(Extracted records)
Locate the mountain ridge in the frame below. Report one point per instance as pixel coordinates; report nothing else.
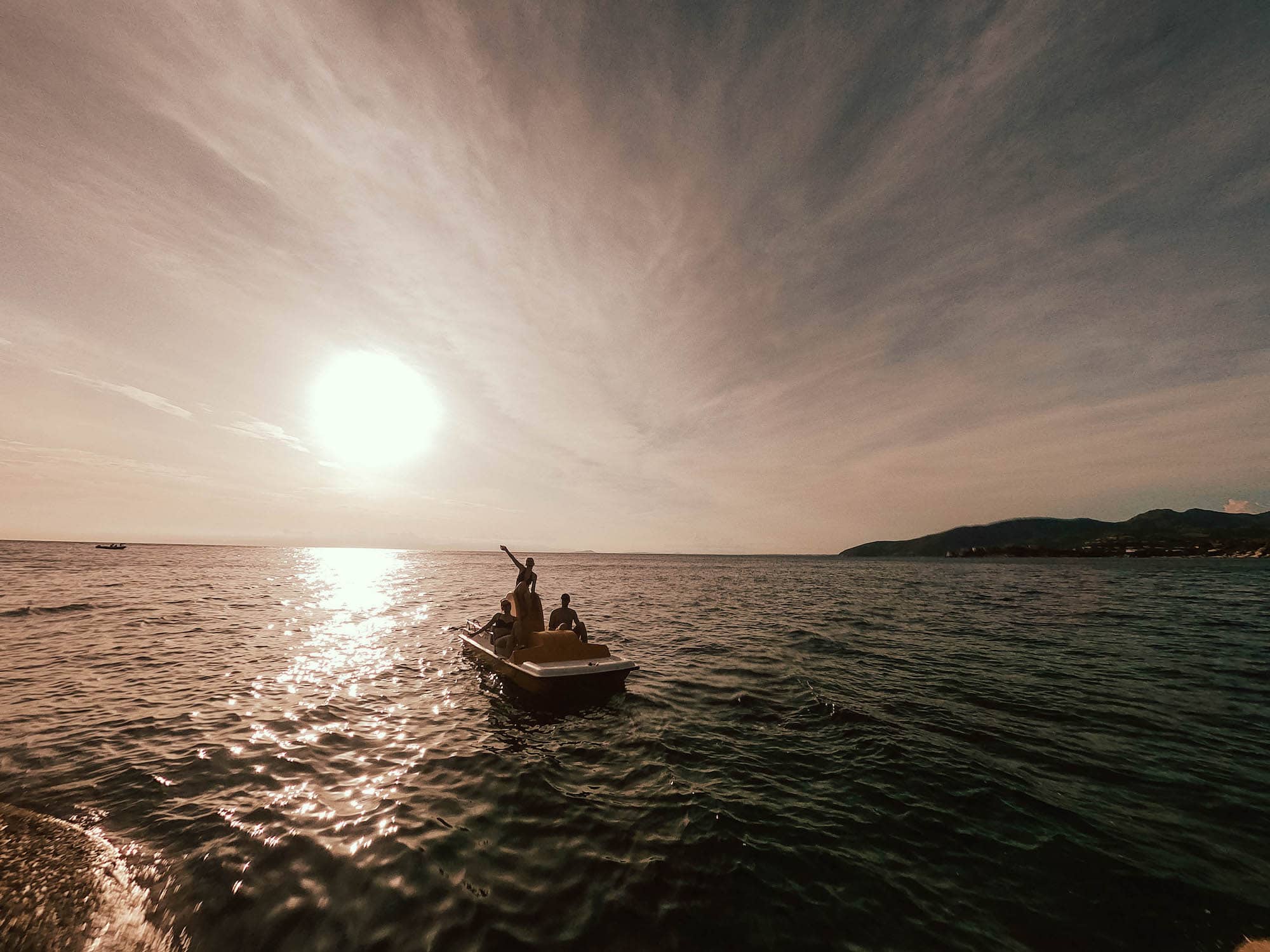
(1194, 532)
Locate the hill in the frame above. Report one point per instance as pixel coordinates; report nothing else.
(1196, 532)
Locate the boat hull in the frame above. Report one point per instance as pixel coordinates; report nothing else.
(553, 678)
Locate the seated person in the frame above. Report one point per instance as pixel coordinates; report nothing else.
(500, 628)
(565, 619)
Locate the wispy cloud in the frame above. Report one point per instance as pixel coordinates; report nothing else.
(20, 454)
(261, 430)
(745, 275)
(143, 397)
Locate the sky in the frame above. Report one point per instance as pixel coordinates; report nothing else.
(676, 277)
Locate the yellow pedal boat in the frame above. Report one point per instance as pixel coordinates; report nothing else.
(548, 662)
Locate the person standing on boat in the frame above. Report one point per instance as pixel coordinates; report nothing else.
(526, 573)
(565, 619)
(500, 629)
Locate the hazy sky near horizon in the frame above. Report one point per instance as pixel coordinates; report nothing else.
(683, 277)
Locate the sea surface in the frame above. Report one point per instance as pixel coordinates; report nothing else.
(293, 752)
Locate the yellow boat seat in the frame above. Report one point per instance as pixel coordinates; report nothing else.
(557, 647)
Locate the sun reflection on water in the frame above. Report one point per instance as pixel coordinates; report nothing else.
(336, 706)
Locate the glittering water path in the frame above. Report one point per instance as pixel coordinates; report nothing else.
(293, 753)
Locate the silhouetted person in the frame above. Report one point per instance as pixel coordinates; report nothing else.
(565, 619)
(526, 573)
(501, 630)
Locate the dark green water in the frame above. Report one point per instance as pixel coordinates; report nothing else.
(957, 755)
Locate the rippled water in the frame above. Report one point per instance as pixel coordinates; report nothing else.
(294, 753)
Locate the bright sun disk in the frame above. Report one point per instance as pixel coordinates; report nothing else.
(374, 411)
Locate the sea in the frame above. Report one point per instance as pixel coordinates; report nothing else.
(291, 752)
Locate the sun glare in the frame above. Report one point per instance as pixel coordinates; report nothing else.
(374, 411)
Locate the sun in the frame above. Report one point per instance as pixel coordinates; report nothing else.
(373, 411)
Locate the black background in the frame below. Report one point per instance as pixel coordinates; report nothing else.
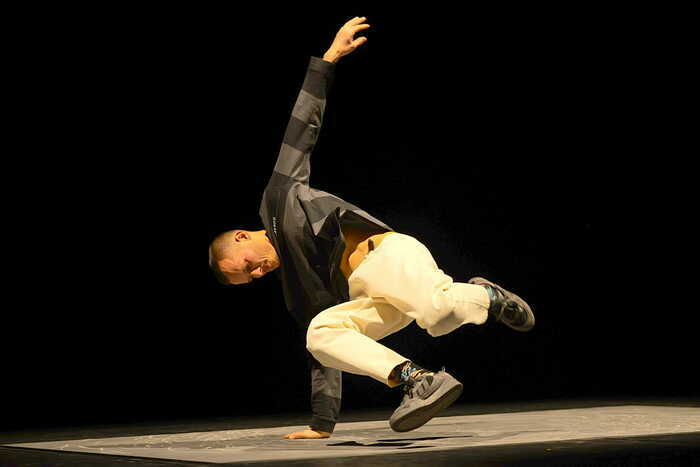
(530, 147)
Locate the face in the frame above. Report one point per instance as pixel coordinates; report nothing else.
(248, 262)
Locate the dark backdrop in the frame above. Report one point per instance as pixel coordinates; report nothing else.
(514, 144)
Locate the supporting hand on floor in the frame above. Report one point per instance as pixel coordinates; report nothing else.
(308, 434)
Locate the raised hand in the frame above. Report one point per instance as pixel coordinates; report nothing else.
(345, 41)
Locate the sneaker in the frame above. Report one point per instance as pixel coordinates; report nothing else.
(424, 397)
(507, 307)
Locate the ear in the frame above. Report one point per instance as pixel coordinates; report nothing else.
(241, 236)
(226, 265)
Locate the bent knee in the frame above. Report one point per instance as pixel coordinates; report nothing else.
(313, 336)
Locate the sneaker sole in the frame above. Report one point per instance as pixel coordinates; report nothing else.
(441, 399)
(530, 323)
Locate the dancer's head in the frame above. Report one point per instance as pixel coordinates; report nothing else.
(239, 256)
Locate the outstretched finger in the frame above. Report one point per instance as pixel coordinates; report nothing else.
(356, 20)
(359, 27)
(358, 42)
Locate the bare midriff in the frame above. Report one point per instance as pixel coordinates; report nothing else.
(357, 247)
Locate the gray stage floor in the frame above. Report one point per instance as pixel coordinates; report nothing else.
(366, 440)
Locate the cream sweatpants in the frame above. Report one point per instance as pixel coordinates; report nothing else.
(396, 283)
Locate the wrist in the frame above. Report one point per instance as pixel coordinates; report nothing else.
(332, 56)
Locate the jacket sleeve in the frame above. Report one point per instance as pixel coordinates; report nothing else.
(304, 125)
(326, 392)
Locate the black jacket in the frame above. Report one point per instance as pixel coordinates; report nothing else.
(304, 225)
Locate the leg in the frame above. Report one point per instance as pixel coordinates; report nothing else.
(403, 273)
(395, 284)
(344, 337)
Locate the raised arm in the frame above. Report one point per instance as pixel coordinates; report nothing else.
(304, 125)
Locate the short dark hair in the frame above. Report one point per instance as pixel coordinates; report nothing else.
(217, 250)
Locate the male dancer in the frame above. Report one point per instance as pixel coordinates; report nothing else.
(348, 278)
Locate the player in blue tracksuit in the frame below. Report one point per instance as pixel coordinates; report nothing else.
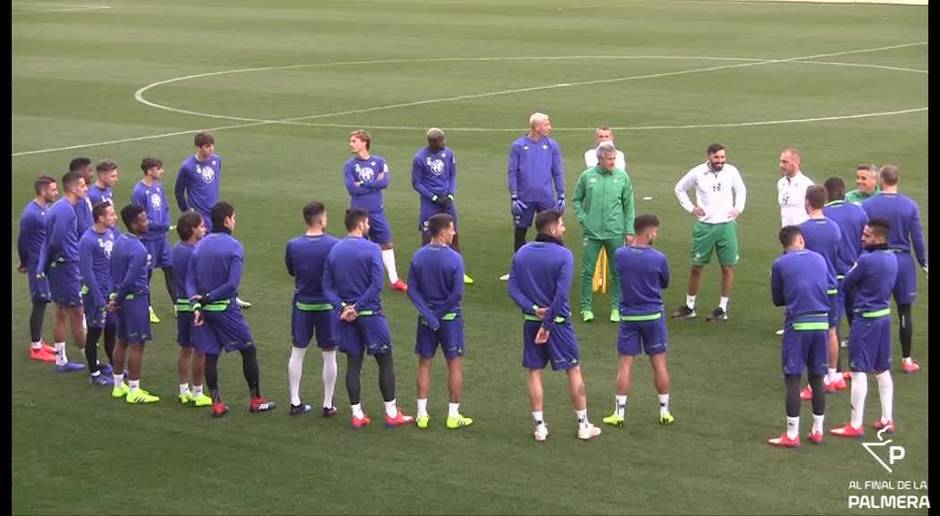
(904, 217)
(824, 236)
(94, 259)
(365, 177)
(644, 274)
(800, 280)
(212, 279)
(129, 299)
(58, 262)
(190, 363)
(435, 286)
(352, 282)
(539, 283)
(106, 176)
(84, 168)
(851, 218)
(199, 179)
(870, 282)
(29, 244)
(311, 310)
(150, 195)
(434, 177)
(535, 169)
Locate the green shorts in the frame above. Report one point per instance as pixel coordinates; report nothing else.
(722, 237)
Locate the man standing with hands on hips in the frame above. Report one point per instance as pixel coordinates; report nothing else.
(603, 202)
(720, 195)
* * *
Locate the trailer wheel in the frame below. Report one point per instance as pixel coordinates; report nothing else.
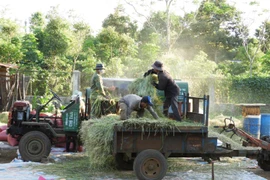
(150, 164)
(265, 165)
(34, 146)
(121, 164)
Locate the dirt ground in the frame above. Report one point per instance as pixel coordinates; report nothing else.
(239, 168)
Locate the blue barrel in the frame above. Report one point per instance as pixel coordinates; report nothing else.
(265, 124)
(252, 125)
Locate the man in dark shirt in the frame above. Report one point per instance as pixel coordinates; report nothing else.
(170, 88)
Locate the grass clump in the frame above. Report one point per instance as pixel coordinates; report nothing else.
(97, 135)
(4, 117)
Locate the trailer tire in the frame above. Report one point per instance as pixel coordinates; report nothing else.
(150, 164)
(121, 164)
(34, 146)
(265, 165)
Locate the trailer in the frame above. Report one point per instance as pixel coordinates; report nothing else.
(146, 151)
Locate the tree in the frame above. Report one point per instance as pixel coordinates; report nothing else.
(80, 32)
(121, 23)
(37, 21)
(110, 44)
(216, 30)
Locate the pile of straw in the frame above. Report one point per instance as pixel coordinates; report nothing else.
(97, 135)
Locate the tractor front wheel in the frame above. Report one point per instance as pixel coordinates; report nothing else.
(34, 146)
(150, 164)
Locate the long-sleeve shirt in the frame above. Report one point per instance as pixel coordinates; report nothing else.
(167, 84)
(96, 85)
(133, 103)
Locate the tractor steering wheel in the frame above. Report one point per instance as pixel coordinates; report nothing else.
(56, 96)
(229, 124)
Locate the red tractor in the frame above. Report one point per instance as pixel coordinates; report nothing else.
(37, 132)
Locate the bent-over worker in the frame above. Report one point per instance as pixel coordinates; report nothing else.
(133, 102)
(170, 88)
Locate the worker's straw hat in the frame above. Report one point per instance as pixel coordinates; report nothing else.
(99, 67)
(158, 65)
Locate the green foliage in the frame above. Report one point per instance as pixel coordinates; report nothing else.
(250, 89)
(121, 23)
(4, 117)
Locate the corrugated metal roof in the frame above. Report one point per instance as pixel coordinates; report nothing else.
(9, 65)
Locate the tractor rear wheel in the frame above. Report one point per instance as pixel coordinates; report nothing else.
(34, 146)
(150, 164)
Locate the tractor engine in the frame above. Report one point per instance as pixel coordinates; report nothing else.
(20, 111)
---
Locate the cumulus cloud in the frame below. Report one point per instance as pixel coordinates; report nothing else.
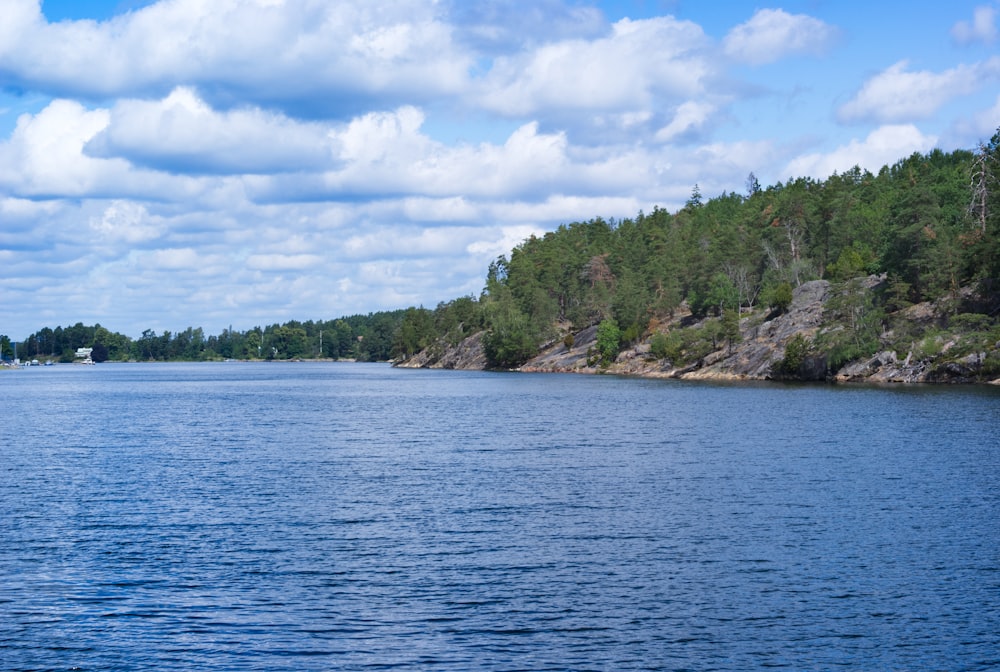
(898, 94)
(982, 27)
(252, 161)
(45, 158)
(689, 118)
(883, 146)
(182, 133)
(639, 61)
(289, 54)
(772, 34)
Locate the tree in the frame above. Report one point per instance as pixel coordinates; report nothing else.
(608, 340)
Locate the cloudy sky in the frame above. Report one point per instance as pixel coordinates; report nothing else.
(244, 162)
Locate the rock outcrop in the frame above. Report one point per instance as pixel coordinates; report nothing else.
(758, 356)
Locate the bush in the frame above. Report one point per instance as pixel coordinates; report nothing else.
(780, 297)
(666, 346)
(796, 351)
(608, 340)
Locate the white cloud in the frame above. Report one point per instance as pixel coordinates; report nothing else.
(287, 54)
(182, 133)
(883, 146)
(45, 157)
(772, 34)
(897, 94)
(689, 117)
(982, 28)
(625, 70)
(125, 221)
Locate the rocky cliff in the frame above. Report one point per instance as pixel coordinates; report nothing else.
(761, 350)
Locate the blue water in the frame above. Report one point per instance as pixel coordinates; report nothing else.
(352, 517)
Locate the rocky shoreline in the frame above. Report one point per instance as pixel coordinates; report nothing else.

*Given instruction:* Rewrite the records from the line that has "Locate the blue water" through the line that has "Locate the rocky shoreline", putting "image" wherever "frame" appears and changing nothing else.

*Task solution:*
Locate the blue water in the image above. Report one point per instance as pixel coordinates; report nothing else.
(352, 517)
Locate the rocky shoreline in the image above. Report one point per instance as pixel coordinates; report nothing else.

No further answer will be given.